Tally the lines below that contain the string "column", with case counting, and give only the number.

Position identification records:
═══
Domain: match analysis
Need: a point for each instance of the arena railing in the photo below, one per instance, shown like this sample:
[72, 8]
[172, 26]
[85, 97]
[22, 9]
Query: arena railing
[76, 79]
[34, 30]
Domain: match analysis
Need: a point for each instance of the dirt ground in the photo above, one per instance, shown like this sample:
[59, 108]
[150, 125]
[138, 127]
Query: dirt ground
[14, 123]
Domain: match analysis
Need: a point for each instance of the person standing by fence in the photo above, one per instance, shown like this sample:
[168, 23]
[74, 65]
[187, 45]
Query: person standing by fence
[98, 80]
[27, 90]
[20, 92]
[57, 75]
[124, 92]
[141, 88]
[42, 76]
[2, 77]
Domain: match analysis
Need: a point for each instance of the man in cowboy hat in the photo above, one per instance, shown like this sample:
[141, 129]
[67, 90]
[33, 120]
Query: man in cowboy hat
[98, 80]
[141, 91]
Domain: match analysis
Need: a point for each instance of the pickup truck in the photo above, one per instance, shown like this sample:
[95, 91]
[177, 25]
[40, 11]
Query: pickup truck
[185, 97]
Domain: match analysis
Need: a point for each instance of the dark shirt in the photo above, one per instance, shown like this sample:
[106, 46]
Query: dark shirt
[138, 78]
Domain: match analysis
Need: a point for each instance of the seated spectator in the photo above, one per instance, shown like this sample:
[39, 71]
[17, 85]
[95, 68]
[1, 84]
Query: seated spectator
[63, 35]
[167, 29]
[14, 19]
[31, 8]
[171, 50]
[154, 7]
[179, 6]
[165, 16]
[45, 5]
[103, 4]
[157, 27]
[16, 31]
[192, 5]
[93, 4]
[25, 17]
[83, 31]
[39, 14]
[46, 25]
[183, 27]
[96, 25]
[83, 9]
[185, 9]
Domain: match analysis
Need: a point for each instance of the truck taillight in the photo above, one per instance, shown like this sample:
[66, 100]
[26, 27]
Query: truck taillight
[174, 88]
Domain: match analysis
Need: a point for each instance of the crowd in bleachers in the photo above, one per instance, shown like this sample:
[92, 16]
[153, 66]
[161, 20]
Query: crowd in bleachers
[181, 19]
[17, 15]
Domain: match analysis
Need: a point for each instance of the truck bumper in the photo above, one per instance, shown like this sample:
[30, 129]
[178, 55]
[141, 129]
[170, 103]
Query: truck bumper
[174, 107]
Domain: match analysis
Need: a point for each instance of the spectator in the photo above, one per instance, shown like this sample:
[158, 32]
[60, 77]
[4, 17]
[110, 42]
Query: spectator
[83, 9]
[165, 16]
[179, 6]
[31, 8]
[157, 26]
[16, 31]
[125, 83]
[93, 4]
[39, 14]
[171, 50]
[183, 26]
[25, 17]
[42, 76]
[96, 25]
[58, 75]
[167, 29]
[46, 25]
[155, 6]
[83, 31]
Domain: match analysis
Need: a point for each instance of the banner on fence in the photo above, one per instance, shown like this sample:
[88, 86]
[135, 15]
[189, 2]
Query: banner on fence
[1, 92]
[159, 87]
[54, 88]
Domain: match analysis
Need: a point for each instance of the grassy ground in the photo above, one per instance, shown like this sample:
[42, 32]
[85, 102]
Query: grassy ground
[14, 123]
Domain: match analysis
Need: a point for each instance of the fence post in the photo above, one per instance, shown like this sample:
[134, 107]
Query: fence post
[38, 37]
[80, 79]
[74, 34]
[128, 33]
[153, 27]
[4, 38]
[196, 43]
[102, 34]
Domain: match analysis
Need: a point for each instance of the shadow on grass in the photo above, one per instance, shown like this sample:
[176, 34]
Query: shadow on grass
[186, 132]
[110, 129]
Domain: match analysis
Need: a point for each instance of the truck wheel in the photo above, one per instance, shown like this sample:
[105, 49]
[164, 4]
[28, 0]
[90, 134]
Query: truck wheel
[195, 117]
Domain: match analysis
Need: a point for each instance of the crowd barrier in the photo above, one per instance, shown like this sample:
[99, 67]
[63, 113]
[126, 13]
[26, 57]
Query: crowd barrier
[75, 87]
═══
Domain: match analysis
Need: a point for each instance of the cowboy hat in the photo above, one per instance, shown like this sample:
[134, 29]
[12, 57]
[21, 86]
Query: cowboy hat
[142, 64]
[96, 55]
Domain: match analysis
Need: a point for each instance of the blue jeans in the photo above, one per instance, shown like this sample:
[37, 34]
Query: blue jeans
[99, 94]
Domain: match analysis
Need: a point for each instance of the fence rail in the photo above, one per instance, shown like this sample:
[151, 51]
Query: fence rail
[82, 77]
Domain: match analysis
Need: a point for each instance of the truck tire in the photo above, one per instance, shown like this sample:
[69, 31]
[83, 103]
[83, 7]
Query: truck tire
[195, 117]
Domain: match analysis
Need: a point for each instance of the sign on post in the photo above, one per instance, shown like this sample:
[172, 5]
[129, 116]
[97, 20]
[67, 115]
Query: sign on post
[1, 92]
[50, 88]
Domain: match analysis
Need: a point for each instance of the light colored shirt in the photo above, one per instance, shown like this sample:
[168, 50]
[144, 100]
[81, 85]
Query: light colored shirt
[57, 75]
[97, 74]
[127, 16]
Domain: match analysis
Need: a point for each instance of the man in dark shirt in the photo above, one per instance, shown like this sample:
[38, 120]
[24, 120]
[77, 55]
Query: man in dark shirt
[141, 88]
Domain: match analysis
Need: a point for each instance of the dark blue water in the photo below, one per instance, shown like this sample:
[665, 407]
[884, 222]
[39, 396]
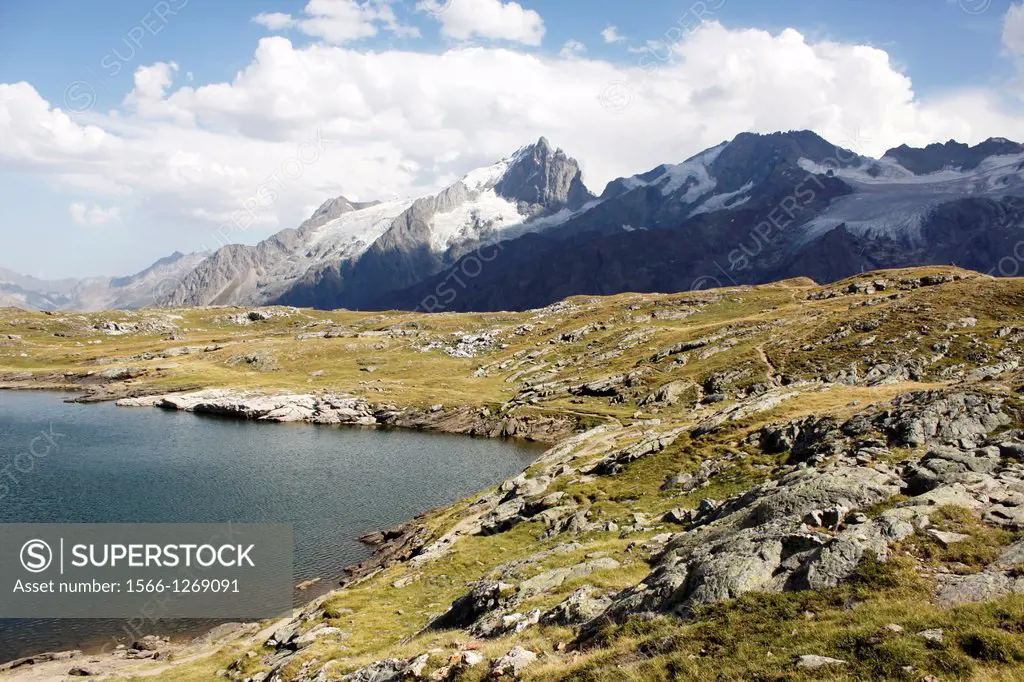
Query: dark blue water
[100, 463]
═══
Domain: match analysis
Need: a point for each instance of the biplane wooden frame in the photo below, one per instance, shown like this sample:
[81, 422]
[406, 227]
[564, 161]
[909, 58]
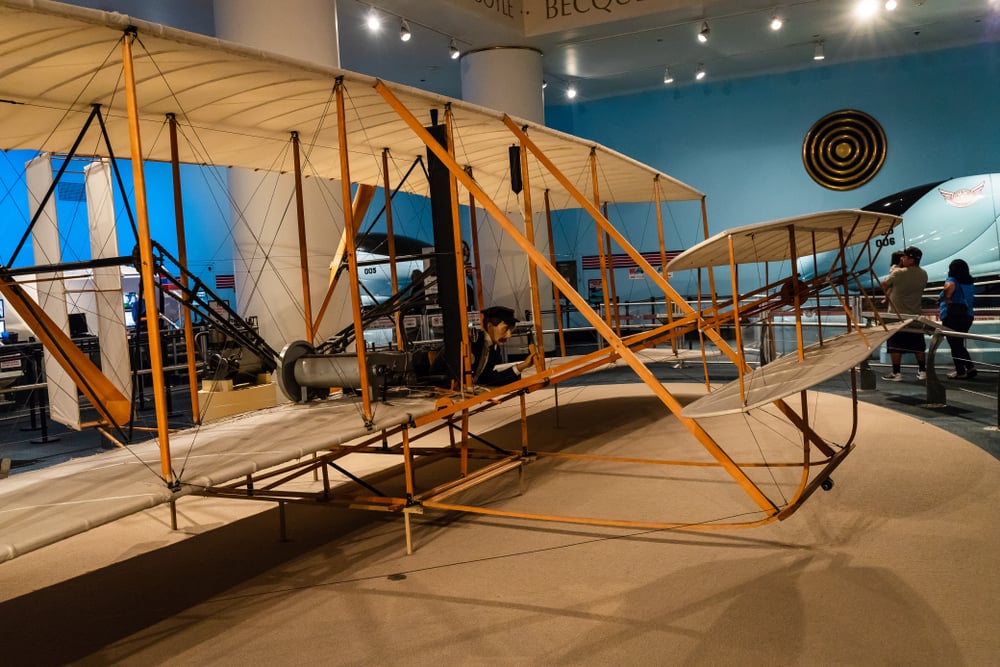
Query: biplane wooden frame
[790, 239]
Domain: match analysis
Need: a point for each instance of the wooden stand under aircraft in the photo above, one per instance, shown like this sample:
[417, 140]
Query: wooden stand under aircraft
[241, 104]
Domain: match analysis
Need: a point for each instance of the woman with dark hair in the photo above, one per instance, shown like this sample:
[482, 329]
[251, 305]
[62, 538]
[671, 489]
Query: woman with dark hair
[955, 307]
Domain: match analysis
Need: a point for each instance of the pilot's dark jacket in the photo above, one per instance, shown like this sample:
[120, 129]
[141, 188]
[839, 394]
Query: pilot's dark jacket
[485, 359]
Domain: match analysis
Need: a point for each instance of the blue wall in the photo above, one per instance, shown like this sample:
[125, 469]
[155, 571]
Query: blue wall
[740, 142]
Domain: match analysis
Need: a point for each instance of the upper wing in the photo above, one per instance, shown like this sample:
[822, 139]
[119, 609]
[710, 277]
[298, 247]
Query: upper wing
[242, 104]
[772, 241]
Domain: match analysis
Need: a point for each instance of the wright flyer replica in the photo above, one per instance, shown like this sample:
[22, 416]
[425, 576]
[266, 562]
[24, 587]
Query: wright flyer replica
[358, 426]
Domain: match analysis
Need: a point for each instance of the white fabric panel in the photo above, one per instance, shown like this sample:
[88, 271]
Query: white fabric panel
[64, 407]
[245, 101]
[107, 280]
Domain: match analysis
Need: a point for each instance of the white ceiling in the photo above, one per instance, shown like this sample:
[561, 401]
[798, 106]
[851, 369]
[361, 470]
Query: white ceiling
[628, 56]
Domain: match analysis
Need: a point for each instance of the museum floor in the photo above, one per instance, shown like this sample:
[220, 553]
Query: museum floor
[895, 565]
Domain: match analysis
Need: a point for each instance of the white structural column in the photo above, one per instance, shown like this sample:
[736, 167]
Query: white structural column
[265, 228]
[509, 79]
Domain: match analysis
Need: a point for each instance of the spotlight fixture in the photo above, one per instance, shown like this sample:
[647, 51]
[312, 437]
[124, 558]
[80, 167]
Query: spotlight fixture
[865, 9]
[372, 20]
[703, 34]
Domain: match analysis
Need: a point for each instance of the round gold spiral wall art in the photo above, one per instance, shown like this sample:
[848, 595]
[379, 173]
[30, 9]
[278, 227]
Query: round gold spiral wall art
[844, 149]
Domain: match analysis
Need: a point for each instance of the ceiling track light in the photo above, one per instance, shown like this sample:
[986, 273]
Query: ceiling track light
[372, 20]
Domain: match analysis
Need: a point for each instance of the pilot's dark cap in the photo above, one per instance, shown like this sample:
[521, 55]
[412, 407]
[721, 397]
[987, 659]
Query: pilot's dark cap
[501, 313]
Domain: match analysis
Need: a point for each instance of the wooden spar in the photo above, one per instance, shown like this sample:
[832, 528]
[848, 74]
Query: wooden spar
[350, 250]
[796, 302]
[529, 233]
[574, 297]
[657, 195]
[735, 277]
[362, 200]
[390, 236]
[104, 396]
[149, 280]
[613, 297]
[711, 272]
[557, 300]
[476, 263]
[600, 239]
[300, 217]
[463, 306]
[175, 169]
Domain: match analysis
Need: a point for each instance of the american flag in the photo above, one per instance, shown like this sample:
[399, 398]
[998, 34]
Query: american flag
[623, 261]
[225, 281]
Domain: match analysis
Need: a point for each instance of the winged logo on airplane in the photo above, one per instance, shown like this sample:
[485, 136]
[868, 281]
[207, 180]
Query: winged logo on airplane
═══
__Solution for this exercise__
2